### What is expected
Produce the listing below again, exactly as shown.

### Material for the task
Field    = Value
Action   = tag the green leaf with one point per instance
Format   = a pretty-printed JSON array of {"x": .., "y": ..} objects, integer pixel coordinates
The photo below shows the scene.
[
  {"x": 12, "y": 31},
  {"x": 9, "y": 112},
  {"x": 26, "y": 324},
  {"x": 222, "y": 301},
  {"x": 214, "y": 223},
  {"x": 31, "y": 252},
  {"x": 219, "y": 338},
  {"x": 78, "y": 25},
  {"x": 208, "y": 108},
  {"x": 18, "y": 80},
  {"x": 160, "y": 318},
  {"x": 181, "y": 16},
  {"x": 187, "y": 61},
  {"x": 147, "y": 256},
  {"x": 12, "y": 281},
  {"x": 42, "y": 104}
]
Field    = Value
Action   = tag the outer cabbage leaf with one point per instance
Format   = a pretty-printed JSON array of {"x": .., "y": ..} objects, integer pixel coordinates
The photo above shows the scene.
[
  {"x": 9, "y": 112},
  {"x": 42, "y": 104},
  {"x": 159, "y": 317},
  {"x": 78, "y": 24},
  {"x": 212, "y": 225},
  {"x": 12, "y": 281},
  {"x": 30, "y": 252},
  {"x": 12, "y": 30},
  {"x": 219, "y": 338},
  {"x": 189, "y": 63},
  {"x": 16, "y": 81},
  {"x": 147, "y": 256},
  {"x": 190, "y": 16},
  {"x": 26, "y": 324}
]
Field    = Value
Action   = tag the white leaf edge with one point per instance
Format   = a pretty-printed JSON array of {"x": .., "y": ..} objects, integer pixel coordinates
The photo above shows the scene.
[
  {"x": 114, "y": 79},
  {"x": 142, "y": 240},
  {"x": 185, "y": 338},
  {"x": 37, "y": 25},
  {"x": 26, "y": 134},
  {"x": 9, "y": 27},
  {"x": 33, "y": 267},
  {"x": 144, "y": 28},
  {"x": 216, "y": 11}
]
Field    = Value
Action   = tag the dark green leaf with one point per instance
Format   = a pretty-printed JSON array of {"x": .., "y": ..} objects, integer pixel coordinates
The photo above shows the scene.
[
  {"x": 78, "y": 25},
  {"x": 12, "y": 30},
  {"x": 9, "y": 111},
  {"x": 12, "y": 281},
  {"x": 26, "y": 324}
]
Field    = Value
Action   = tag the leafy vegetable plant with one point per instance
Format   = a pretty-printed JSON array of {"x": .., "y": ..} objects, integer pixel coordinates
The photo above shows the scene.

### Answer
Field    = Value
Action   = tag the green leaf with one point per instance
Format   = a pretty-printed JSON array of {"x": .., "y": ..} objects, integer pixel coordinates
The photo below shows the scene.
[
  {"x": 12, "y": 31},
  {"x": 9, "y": 112},
  {"x": 26, "y": 324},
  {"x": 222, "y": 301},
  {"x": 214, "y": 223},
  {"x": 31, "y": 252},
  {"x": 219, "y": 338},
  {"x": 78, "y": 25},
  {"x": 208, "y": 108},
  {"x": 18, "y": 80},
  {"x": 160, "y": 318},
  {"x": 181, "y": 16},
  {"x": 187, "y": 61},
  {"x": 147, "y": 256},
  {"x": 12, "y": 281},
  {"x": 42, "y": 104}
]
Field    = Value
Action   = tag the outer cabbage leaf with one point per instance
Format   = a pretty-printed JSON array of {"x": .., "y": ..} objects, integer pixel coordinates
The photo above shows the scene.
[
  {"x": 9, "y": 112},
  {"x": 42, "y": 104},
  {"x": 159, "y": 317},
  {"x": 78, "y": 24},
  {"x": 212, "y": 225},
  {"x": 12, "y": 281},
  {"x": 30, "y": 252},
  {"x": 12, "y": 30},
  {"x": 219, "y": 338},
  {"x": 189, "y": 63},
  {"x": 16, "y": 81},
  {"x": 147, "y": 256},
  {"x": 190, "y": 16},
  {"x": 26, "y": 324}
]
Field    = Value
Action   = tag the white leaf edge with one point per instance
Format   = a pretty-printed JSON array of {"x": .., "y": ..} objects, integer pixel coordinates
The photo above shows the scene.
[
  {"x": 114, "y": 79},
  {"x": 142, "y": 240},
  {"x": 185, "y": 338},
  {"x": 37, "y": 25},
  {"x": 26, "y": 134},
  {"x": 9, "y": 27},
  {"x": 33, "y": 267},
  {"x": 144, "y": 28},
  {"x": 216, "y": 11}
]
Field    = Value
Action   = tag the dark green leaf with one point per instance
Format   = a pretty-printed JSON array of {"x": .., "y": ..} objects, integer pixel coordinates
The photo above shows the scene.
[
  {"x": 78, "y": 25},
  {"x": 12, "y": 30},
  {"x": 9, "y": 111},
  {"x": 12, "y": 281},
  {"x": 26, "y": 324}
]
Field    = Value
Action   = tag the leafy vegetable plant with one point per instance
Format   = a pretty-printed JSON array of {"x": .., "y": ..} objects, integer pixel coordinates
The photo above shows the scene.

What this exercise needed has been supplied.